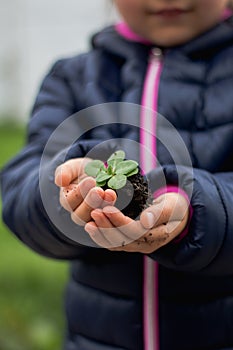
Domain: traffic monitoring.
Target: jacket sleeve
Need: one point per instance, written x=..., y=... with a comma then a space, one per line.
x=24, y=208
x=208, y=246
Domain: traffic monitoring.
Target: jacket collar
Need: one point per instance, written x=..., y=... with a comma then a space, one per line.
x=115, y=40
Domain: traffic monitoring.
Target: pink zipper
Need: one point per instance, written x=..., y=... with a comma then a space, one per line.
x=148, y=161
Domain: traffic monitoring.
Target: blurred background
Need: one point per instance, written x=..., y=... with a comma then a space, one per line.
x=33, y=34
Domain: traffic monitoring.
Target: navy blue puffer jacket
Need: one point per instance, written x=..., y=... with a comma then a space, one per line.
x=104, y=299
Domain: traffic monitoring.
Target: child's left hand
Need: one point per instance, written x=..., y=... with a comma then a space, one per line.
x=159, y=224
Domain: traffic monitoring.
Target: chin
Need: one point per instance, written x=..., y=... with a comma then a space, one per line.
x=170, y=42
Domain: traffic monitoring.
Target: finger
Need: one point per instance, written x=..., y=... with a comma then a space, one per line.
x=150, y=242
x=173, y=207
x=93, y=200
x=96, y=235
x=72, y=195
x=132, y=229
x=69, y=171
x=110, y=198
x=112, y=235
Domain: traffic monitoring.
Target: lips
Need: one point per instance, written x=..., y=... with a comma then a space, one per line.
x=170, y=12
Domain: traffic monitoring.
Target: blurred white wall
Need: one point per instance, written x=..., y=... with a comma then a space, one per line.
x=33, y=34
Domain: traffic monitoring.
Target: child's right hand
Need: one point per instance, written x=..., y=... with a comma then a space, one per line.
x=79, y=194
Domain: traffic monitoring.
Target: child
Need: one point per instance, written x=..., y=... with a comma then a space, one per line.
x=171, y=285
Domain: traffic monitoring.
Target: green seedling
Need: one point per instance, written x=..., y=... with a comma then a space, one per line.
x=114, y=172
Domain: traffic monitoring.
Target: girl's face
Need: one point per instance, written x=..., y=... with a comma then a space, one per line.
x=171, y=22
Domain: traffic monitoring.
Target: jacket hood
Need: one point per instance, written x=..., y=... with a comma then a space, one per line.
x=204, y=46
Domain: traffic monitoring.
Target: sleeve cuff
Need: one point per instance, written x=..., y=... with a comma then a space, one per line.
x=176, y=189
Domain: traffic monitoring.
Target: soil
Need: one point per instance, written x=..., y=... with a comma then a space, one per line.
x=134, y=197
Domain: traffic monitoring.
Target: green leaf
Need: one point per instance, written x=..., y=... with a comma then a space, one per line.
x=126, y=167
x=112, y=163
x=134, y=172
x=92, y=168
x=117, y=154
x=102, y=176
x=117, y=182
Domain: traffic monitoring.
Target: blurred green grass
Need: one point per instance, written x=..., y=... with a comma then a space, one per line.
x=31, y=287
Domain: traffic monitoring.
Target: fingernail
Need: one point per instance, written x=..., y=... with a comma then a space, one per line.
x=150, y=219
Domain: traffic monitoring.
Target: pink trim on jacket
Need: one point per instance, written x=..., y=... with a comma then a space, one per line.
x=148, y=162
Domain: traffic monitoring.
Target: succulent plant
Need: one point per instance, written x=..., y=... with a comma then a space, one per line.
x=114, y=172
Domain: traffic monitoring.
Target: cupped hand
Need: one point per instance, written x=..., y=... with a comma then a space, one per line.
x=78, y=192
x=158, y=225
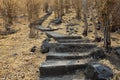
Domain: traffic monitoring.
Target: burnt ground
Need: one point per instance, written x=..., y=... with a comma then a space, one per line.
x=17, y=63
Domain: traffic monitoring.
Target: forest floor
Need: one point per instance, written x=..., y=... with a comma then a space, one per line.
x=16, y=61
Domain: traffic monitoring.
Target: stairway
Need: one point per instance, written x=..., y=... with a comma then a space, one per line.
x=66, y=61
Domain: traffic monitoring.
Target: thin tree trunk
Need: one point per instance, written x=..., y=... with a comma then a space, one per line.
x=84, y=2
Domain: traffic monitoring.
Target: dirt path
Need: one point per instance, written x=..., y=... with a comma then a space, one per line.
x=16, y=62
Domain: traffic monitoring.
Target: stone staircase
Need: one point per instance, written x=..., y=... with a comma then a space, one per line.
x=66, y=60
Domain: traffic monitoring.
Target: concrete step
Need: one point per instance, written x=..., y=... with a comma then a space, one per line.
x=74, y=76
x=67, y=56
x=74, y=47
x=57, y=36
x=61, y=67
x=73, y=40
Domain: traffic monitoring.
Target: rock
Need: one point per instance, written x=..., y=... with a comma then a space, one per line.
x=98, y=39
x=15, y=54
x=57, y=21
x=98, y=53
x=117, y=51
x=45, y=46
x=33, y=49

☆ ☆ ☆

Exercise instructions: Using the listing above, list every line in which the string "hand" occurs.

Solution below:
Target: child's left hand
Target: child's right hand
Target: cupped hand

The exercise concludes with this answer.